正當黃巢江河日下之際,有一個位體制內的大佬一看黃巢這套玩得不錯,於是就拜黃巢為大哥,跟著黃巢一塊混了。
這位投靠黃巢的大哥名叫秦宗權,最初是圍剿黃巢的幹將之一,在黃巢逃出關中時,他卻拜投到了黃巢門下。
黃巢使其驍將孟楷將萬人為前鋒,擊蔡州,節度使秦宗權逆戰而敗;賊進攻其城,宗權遂稱臣於巢,與之連兵。
秦宗權的所作所為,就好像在武俠小說中一個名門正派的高手,覺得練正派武功見效太慢,看到黃巢一個名不見經傳的小人物,拿著闢邪劍譜,突然成為江湖聞風喪膽的第一高手,難免忍不住羨慕,於是最後終於忍不住也揮刀自宮,跟著練起了這種邪派武功。

--------------------------------------------------

[題目詳情]
根據這段講秦宗權的文字,用一到三句話說明秦宗權為何向黃巢稱臣。

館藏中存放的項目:
--------------------------------------------------

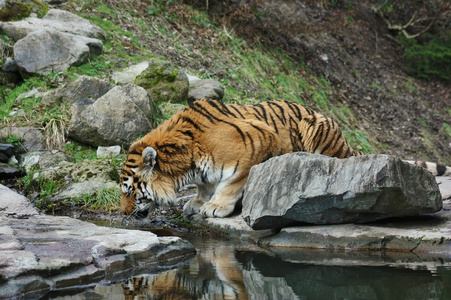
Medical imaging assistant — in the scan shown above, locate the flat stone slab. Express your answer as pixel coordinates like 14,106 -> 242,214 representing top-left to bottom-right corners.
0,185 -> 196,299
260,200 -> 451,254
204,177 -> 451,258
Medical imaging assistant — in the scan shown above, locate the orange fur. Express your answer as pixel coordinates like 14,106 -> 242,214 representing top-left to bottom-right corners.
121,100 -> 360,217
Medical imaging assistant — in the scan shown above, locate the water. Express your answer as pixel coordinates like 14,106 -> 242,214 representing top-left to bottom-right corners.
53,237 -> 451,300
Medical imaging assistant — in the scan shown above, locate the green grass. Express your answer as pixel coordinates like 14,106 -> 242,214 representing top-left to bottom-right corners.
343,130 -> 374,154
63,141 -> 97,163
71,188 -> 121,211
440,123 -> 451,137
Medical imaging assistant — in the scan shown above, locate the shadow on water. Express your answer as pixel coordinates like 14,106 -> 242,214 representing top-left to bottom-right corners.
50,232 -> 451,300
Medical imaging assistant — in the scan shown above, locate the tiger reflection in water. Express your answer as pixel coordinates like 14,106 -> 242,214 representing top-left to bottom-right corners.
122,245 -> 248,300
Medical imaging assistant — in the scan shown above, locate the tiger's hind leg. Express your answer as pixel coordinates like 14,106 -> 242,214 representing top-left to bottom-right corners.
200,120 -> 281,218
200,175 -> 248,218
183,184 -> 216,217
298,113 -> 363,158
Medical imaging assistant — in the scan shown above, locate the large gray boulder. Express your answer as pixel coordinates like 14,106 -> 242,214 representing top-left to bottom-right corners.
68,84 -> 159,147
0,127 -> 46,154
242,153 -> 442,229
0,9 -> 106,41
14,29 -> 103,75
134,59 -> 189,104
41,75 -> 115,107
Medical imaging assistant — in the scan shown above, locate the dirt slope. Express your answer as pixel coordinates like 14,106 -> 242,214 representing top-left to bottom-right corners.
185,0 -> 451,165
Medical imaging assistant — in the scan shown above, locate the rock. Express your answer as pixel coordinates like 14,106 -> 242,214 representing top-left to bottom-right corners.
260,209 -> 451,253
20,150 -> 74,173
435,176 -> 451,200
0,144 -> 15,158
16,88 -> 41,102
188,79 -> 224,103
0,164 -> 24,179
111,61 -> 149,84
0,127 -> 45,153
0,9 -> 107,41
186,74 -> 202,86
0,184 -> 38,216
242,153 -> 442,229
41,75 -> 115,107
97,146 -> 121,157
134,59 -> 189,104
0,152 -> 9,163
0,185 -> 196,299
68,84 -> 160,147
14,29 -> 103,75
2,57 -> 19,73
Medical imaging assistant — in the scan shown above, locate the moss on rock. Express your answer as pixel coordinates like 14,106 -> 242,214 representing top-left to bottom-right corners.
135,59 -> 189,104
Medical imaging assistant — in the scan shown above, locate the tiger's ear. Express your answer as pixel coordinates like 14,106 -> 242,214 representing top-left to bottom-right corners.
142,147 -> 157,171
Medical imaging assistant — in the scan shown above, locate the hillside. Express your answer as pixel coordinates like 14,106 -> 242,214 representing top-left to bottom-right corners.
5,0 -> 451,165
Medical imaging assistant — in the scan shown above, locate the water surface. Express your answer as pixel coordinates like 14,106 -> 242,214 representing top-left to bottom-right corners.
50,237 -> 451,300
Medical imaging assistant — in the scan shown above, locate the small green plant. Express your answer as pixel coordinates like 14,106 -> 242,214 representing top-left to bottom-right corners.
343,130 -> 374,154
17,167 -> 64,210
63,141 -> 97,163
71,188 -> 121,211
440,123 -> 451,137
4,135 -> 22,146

--------------------------------------------------

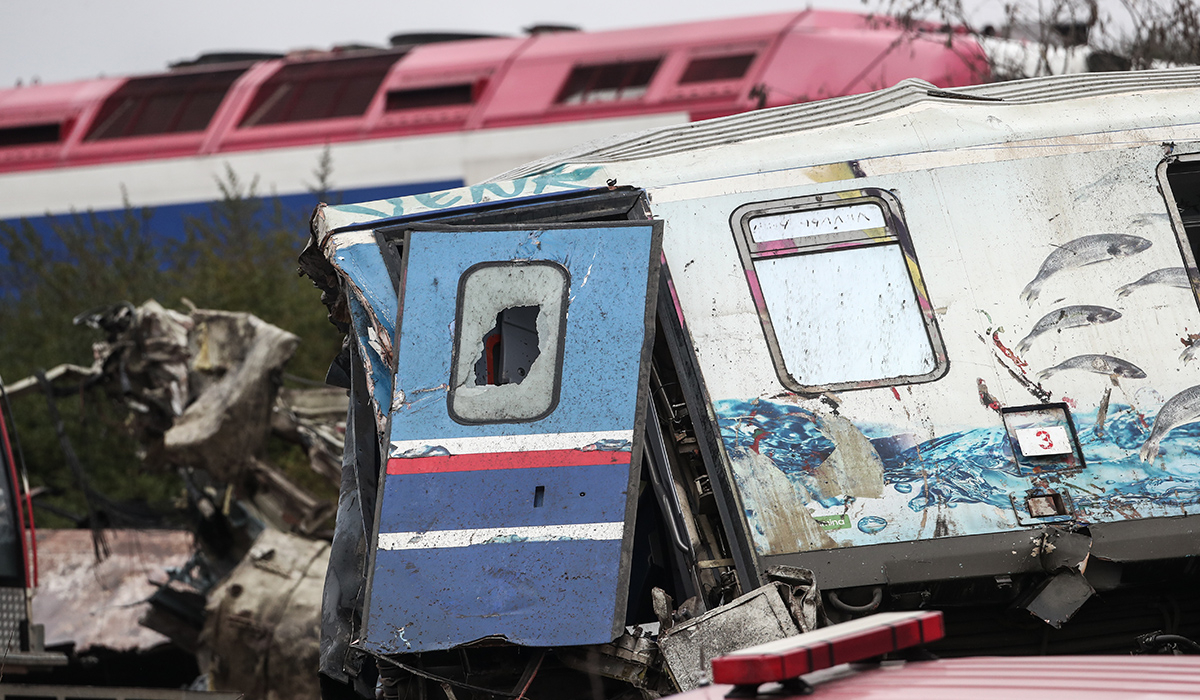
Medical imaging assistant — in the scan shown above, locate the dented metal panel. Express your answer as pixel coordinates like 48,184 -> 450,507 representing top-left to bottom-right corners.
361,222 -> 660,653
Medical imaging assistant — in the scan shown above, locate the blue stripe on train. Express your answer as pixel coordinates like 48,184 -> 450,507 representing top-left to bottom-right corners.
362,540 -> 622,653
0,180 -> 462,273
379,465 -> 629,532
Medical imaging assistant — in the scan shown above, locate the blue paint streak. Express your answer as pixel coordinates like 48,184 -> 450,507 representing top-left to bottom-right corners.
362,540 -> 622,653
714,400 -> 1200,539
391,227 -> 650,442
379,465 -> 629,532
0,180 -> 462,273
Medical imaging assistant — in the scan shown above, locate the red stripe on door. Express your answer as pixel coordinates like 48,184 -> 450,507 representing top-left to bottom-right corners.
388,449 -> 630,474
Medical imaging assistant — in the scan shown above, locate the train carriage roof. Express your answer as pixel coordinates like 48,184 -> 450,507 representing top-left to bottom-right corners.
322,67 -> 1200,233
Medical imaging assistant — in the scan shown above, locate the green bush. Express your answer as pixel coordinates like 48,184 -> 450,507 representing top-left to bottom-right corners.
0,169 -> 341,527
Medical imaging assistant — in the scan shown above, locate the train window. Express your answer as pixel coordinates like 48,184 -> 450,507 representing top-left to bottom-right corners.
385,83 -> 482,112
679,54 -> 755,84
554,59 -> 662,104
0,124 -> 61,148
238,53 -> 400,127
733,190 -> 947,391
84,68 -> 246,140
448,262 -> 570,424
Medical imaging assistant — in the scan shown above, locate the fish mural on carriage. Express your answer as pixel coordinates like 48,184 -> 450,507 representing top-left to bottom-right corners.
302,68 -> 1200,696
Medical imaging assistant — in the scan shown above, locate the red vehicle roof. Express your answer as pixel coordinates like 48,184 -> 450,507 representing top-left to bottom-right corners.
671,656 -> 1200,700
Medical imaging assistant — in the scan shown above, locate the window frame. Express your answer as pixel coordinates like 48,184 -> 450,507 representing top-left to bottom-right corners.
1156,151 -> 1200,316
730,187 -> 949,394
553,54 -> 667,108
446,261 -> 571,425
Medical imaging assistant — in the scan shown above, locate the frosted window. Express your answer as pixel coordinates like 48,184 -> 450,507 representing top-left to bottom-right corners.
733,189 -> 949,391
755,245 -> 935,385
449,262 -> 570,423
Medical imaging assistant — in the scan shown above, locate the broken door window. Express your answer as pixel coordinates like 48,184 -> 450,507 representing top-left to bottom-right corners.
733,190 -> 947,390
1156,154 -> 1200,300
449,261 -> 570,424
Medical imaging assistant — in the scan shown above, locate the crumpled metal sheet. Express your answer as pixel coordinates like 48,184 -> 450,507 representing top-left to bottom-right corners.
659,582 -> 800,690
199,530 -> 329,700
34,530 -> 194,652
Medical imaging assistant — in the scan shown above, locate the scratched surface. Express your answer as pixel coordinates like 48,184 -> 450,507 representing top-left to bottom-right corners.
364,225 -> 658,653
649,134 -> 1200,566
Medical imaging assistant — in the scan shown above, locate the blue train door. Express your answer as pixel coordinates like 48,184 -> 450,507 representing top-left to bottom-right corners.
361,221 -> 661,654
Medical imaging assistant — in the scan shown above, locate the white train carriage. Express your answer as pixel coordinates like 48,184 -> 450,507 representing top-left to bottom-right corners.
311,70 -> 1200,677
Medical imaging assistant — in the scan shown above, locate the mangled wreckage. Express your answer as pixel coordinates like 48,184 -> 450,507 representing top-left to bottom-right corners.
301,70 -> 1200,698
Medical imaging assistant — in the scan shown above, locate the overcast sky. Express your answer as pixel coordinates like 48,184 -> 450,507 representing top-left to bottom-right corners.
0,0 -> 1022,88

--------------------------------------------------

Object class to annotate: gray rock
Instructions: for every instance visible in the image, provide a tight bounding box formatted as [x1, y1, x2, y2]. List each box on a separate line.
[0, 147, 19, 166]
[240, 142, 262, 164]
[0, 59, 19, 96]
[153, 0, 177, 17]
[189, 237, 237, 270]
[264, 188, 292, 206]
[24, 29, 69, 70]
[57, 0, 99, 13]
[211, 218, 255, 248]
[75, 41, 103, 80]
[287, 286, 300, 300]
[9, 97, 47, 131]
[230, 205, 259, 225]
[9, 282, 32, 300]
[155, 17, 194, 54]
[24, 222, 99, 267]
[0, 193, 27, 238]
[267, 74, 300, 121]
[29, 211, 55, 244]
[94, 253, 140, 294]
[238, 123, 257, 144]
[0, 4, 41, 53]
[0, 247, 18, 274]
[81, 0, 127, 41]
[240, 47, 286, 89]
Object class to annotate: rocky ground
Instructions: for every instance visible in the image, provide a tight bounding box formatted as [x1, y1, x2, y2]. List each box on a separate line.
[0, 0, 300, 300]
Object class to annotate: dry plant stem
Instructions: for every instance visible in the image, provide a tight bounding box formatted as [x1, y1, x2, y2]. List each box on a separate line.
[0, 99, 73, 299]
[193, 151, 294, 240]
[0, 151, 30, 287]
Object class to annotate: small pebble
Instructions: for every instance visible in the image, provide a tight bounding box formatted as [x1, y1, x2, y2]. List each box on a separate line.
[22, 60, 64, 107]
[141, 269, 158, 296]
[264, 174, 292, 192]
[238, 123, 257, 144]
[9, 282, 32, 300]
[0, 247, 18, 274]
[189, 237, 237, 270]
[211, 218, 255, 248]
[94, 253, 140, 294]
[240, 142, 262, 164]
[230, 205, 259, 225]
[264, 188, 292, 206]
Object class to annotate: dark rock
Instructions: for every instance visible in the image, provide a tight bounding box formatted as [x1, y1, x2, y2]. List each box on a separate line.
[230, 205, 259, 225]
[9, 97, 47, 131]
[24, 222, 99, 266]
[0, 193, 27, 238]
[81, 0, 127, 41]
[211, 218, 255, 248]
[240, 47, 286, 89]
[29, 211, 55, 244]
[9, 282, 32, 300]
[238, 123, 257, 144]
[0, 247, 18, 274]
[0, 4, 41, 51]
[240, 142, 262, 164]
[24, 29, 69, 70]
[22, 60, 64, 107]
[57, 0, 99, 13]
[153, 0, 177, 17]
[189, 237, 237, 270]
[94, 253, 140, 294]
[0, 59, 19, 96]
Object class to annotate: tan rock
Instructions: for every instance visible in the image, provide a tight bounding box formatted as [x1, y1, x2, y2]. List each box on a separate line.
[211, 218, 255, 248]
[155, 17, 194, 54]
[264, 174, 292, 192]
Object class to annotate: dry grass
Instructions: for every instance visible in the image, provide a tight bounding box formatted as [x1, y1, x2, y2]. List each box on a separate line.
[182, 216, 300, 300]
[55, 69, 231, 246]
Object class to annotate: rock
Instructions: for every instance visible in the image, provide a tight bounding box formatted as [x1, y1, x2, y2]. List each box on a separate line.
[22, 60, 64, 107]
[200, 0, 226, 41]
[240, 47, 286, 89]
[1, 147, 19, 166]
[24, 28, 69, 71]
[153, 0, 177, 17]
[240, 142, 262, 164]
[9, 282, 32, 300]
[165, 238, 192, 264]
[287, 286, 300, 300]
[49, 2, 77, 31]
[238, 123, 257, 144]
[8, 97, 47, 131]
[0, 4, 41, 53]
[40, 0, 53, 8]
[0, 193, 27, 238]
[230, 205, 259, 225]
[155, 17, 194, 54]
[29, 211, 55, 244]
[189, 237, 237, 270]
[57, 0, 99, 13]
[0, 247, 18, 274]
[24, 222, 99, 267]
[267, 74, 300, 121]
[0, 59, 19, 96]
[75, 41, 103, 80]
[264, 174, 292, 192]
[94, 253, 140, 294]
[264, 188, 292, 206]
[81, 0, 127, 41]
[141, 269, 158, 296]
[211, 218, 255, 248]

--------------------------------------------------

[練習解答]
黃巢派驍將孟楷率領萬人作前鋒攻打蔡州,秦宗權迎戰失敗。黃巢軍隨即進攻他的城池,秦宗權於是向黃巢稱臣,並與黃巢聯兵。